* [TO DO]: Reproduce the following records line for line, with no changes.

* [RECORDS SHOWN]:
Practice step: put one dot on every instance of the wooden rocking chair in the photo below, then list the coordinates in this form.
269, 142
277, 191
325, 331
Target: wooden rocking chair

* [SOLUTION TO THIS TASK]:
Practice step: put one dot on every instance of the wooden rocking chair in the photo below, then list the coordinates in this form.
269, 142
277, 191
325, 331
Target: wooden rocking chair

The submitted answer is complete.